▶ [Exercise objective] Write out the listing below exactly, and omit any images you find in it.

## start Provided data

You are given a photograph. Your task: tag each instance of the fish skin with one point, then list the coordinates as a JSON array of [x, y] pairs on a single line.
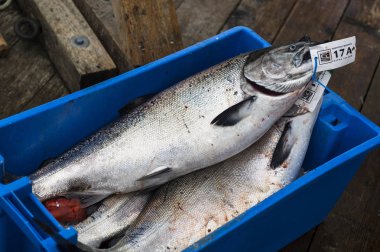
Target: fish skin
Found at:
[[112, 217], [191, 207], [173, 130]]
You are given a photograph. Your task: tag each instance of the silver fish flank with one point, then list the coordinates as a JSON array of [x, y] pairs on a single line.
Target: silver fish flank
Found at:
[[191, 207], [199, 122]]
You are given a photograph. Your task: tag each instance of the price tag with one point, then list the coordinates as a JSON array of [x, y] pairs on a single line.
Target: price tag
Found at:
[[334, 54], [313, 92]]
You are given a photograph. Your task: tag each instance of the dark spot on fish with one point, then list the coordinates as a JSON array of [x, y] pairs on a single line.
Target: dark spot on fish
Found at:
[[283, 147], [235, 113], [263, 89]]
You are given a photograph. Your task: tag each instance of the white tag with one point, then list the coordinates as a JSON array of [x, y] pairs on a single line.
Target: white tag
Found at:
[[334, 54], [313, 92]]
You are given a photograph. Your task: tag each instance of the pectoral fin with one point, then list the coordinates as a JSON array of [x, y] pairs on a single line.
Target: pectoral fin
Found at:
[[235, 114], [156, 172], [283, 147]]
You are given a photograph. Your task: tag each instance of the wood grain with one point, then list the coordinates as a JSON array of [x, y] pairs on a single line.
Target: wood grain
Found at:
[[352, 81], [148, 30], [23, 72], [264, 17], [312, 18], [366, 12], [201, 19], [3, 45], [371, 106], [8, 17], [61, 22], [177, 3], [52, 90], [100, 17]]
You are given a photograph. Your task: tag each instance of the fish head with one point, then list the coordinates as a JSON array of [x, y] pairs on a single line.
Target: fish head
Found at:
[[282, 69]]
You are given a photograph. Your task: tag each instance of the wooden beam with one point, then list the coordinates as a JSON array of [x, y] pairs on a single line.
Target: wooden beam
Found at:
[[148, 29], [100, 17], [264, 17], [73, 47], [200, 19], [3, 45]]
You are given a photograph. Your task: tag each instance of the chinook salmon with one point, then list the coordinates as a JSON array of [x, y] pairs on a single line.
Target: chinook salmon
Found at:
[[199, 122], [193, 206]]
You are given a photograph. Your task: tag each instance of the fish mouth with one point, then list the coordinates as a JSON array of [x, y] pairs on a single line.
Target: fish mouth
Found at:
[[263, 89]]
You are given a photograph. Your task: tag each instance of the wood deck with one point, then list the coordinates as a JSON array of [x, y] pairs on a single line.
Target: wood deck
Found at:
[[28, 78]]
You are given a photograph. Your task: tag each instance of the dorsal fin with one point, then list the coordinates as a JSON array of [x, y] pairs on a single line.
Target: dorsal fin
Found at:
[[156, 172], [235, 114]]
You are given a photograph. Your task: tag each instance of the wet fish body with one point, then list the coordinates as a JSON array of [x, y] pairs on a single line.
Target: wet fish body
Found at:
[[113, 216], [191, 207], [199, 122]]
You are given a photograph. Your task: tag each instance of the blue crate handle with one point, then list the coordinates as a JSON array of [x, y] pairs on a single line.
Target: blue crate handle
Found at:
[[15, 208]]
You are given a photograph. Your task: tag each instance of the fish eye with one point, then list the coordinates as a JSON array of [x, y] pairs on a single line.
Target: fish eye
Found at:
[[292, 48]]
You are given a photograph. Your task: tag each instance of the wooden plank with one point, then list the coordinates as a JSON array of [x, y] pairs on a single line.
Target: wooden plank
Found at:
[[8, 17], [371, 106], [100, 17], [148, 30], [354, 225], [3, 45], [352, 81], [52, 90], [341, 234], [312, 18], [366, 12], [200, 19], [264, 17], [79, 65], [302, 243], [23, 72]]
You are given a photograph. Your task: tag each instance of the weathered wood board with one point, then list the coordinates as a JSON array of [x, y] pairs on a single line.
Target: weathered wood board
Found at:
[[24, 70], [199, 19], [79, 64], [148, 30], [264, 17], [165, 40], [3, 45]]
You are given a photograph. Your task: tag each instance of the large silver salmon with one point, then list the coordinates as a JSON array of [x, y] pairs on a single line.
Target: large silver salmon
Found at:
[[188, 208], [199, 122]]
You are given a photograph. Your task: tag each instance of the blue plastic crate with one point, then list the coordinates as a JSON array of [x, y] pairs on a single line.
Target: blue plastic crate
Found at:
[[341, 139]]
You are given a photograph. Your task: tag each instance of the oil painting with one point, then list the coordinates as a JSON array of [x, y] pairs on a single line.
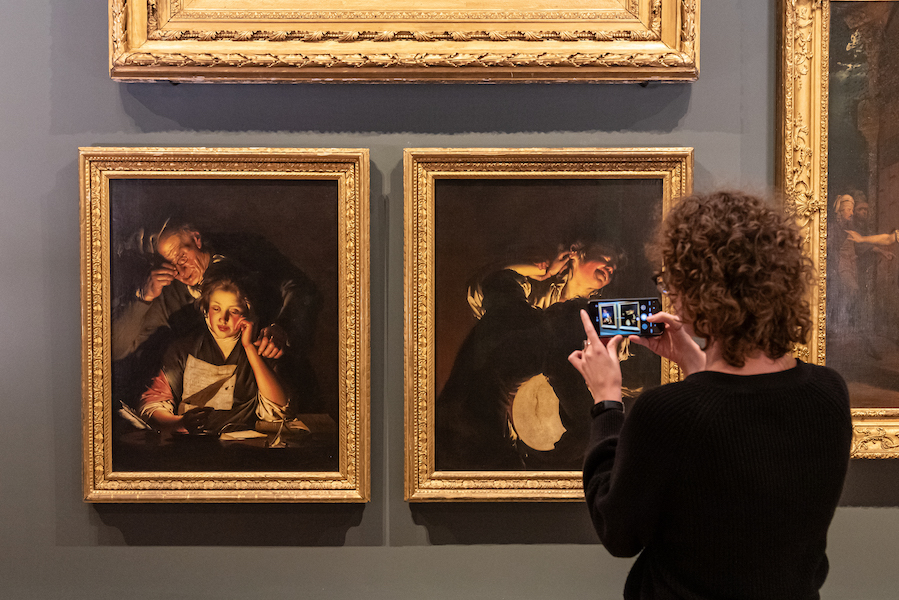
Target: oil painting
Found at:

## end Provided data

▶ [Response to the exercise]
You are given a photograph. Your task: tag each instance of the fish skin with one point, then list the coordinates as a JSON array of [x, y] pairs on a single line.
Target: fish skin
Found at:
[[112, 217], [191, 207], [173, 130]]
You are given a photograph. Your task: tag each instance of the silver fish flank with one point, then list the coordinates as a JSON array of [x, y] pairs on a single line.
Target: silver fish flank
Found at:
[[191, 207], [199, 122]]
You are given a photograph. Your task: tag each instance of the price tag with one point, then list the coordinates as a JSON array of [x, y] pairs on a single line.
Target: price tag
Found at:
[[334, 54], [313, 92]]
You are given a photograph. Your task: tag each instance of the dark spot on fish with one point, then list the coordinates as a JSON array of [x, y] pairs on a single line.
Target: dark spot on fish
Found at:
[[283, 147], [235, 113], [263, 89]]
You are given a photograph. Your task: tag each instance of the white tag with one point, then list the coordinates as a JSON array of [x, y] pairs on a single line.
Target: white tag
Found at:
[[334, 54], [313, 92]]
You are given a photograph. Your task: tag each instance of the pectoral fin with one point, then list the coordinates as a JSON array of [x, y] pairs on a single line.
Target: pectoral fin
Found at:
[[235, 114], [156, 172], [283, 147]]
You are given a photograph. Your task: tag each instance of the wood grain with one point, then list the coordinates as a JSON array of [x, y] pairs on a single line.
Target: wood grain
Found at:
[[352, 81], [148, 30], [23, 72], [264, 17], [312, 18], [366, 12], [201, 19], [3, 45], [371, 106], [8, 17], [61, 22], [177, 3], [52, 90], [100, 17]]
You are given a photograph. Your task: tag each instance of the fish head with one point, then list the coordinates as a JSON array of [x, y] pairs on a single line.
Target: fish head
Found at:
[[282, 69]]
You are given a photograph. Your task: tag each instance of the wooden beam with one point, then list the coordinates as a JSON array of [x, y] pairs on a single line.
Target: wooden beam
Found at:
[[148, 29], [100, 17], [264, 17], [73, 47], [200, 19], [3, 45]]
You are given a photograph. Your task: tag each instance of the chinook salmon with one point, then list the coordinates as a JSON array of [x, y] pairs on a single line.
Target: chinook salmon
Found at:
[[199, 122], [193, 206]]
You are given a photograph. Your task: tag each instance of the fish mouth with one point, then list the coordinates as a JSON array of [x, y] pairs on a single line.
Target: fish mouth
Found at:
[[263, 89]]
You are given a photograph. Your task: tag each instance of the wood deck with one point, then list the coordinates as a JSON array of [x, y] pairs on a single line.
Target: wood deck
Found at:
[[28, 78]]
You are given a photograph. Your task: tag each instance of the dorsal fin with one point, then list the coordinates as a JSON array of [x, y] pairs on a single line.
Target: dorsal fin
Found at:
[[156, 172], [235, 114]]
You are given a photograph. Your task: tag each instance of the wet fish body with one point, then list the coordinates as a JSON array of [x, y] pairs on a single line.
Target: wet fish body
Found at:
[[113, 216], [191, 207], [199, 122]]
You are given a photograph. Your task: tag each instance of the blue crate handle with one point, then list the coordinates as a JSON array of [x, y] pairs on a single line.
Target: blue crate handle
Found at:
[[15, 208]]
You are given a photograph. Your task: tag each instance of the fish eye with one point, then list the coordinates as a JSON array of [x, y] pairs on a single line.
Target: fish eye
Found at:
[[292, 48]]
You are given a photograph. Your task: tag each instance of the wooden plank with one point, then list the coordinates as a JSON array of [x, y] pairs on a single line.
Target: wooden plank
Found at:
[[8, 17], [371, 106], [100, 17], [148, 30], [354, 225], [3, 45], [352, 81], [52, 90], [341, 234], [312, 18], [366, 12], [200, 19], [264, 17], [79, 65], [302, 243], [23, 72]]
You are given a photograph. Your task: tag each instance of the weathered wood board with one point, then list the coordinates as a JSON array of [x, y] pairs on a single line.
Target: weathered wood board
Found at:
[[24, 70], [199, 19], [79, 64], [148, 30], [264, 17], [165, 40], [3, 45]]
You are given a photograph. Your task: tag each instance of the large silver salmon with one point, then list the coordinates as a JSON array of [x, y] pairs on a single line.
Target: large silver salmon
Found at:
[[188, 208], [199, 122]]
You are given a photograph. Your task: tag each instance of the blue plastic crate with one point, then list the coordinates as a JSON array of [x, y] pairs on a single line.
Target: blue plastic crate
Found at:
[[341, 139]]
You are given a photograph. Your task: tag each instance of the oil painting with one point, then list the coordinates as a JSON array of [x, y] pairs on a single line.
Target: oil painting
Found at:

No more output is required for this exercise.